TESTO DEL DOCUMENTO
>>

Sentenza Sentenza Cassazione Civile n. 30017 del 19/11/2019

Cassazione civile sez. I, 19/11/2019, (ud. 24/09/2019, dep. 19/11/2019), n.30017

LA CORTE SUPREMA DI CASSAZIONE

SEZIONE PRIMA CIVILE

Composta dagli Ill.mi Sigg.ri Magistrati:

Dott. TRAVAGLINO Giacomo – Presidente –

Dott. LOMBARDO Luigi Giovanni – Consigliere –

Dott. ACIERNO Maria – Consigliere –

Dott. DI STEFANO Pierluigi – Consigliere –

Dott. CATALLOZZI Paolo – rel. Consigliere –

ha pronunciato la seguente:

ORDINANZA

sul ricorso iscritto al n. 30007/2018 R.G. proposto da:

A.H., rappresentato e difeso dall’avv. Antonella Macaluso,

con domicilio eletto presso il suo studio, sito in Caltanissetta,

via Sardegna, 17;

– ricorrente –

contro

Ministero dell’Interno, in persona del Ministro pro tempore;

– intimato –

avverso la sentenza della Corte di appello di Caltanissetta, n.

407/2018, depositata il 2 luglio 2018;

Udita la relazione svolta nella camera di consiglio del 24 settembre

2019 dal Consigliere Dott. Paolo Catallozzi.

Fatto

RILEVATO

CHE:

– A.H. propone ricorso per cassazione avverso la sentenza della Corte di appello di Caltanissetta, depositata il 2 luglio 2018, di reiezione dell’appello dal medesimo proposto avverso l’ordinanza del giudice di primo grado che aveva respinto il suo ricorso avverso la decisione della Commissione territoriale per il riconoscimento della protezione internazionale di Siracusa;

– dall’esame della sentenza impugnata emerge che il ricorrente aveva chiesto il riconoscimento dello status di rifugiato, della protezione sussidiaria o della protezione umanitaria, allegando il timore di un pregiudizio per la sua incolumità, in ragione del fatto di essere stato testimone dell’omicidio commesso dal sindaco della sua città e di essere arrestato dalla polizia per un crimine non commesso, perchè falsamente accusato dal sindaco medesimo;

– il giudice di appello ha disatteso il gravame interposto evidenziando che non sussistevano delle condizioni per il riconoscimento della protezione internazionale richiesta;

– il ricorso è affidato a tre motivi;

– in relazione ad esso non spiega alcuna attività difensiva il Ministero dell’Interno.

<<

[Voci tratte da un dataset]
>>

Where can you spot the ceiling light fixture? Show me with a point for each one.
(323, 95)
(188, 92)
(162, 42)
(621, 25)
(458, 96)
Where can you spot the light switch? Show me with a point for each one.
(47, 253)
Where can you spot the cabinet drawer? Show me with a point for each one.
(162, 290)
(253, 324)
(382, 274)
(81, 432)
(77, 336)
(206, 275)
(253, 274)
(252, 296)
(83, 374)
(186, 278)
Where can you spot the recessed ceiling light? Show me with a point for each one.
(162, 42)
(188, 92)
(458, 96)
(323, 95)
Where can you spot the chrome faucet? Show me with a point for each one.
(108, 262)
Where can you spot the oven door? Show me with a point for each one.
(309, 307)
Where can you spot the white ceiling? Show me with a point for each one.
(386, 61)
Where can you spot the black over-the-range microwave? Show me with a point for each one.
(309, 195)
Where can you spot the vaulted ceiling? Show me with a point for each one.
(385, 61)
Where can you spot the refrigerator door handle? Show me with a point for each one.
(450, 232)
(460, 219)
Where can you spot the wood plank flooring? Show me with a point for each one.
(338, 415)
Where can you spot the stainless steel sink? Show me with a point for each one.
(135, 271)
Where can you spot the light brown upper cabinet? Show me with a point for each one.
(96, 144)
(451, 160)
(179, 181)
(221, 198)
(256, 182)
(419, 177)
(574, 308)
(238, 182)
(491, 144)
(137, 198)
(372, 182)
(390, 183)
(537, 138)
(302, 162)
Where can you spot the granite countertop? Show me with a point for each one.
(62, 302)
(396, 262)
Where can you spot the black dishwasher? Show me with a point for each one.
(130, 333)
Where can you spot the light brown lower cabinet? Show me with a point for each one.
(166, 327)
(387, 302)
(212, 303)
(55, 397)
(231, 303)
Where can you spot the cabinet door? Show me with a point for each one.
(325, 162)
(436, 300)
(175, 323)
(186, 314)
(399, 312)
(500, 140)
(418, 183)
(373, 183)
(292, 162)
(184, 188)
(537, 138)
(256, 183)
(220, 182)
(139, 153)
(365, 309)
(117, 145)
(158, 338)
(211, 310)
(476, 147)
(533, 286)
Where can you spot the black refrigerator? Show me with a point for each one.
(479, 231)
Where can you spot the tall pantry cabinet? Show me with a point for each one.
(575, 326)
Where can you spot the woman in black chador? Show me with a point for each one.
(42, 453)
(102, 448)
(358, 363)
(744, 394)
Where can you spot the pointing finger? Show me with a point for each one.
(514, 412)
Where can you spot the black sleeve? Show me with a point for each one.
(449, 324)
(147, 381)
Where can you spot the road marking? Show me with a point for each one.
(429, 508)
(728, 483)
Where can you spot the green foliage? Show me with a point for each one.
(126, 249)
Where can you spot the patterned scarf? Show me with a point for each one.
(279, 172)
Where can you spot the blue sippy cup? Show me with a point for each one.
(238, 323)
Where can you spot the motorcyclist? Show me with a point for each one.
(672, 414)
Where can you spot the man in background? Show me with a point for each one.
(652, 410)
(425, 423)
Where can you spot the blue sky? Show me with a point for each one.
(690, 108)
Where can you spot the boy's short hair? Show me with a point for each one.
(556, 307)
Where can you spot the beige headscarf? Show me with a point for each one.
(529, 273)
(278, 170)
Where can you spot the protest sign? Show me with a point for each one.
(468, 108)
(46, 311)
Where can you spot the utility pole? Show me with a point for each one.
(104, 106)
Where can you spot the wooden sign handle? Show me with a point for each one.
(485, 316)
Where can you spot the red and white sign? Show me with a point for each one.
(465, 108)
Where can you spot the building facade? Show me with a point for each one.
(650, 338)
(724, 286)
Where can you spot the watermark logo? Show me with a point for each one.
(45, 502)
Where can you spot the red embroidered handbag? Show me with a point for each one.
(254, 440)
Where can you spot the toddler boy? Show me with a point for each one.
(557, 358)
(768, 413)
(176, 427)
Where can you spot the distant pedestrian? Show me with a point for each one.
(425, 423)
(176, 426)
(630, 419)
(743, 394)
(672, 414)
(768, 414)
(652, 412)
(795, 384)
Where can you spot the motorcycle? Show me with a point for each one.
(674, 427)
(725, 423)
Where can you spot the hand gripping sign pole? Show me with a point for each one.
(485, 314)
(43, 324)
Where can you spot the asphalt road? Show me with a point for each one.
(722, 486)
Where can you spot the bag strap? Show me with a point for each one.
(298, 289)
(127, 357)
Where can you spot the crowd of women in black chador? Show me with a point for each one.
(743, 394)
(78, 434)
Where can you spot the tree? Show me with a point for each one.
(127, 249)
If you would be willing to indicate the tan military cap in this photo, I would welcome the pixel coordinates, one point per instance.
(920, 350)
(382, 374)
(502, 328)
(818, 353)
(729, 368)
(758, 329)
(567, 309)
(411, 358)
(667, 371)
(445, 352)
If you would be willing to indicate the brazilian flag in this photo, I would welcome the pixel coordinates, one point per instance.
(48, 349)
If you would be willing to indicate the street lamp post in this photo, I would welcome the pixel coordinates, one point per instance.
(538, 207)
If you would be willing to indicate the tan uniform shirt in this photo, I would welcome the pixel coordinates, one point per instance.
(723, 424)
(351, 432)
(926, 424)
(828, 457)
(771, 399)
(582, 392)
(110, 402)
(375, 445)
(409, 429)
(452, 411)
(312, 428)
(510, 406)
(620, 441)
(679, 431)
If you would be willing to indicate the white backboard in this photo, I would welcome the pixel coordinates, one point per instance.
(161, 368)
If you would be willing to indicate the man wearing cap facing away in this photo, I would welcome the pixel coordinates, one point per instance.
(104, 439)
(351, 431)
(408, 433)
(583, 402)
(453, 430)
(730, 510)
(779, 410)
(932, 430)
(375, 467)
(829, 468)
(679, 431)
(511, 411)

<<

ESERCIZI DA SVOLGERE
a – Secondo l'ordinanza, a quanti motivi è affidato il ricorso?
b – Riassumi l'ordinanza in due frasi.
c – Trascrivi il passo dell'ordinanza partendo dalle parole "via Sardegna, 17;" e fermandoti dopo "di Caltanissetta, n.".

RISPOSTE
a – Il ricorso è affidato a tre motivi.

b – A.H. propone ricorso per cassazione contro la sentenza della Corte di appello di Caltanissetta, depositata il 2 luglio 2018, che aveva respinto il suo appello in materia di protezione internazionale. Il ricorrente aveva chiesto lo status di rifugiato, la protezione sussidiaria o quella umanitaria per il timore di un pregiudizio alla sua incolumità: era stato testimone di un omicidio commesso dal sindaco della sua città ed era stato arrestato per un crimine non commesso, su falsa accusa dello stesso sindaco.

c –
via Sardegna, 17;

– ricorrente –

contro

Ministero dell’Interno, in persona del Ministro pro tempore;

– intimato –

avverso la sentenza della Corte di appello di Caltanissetta, n.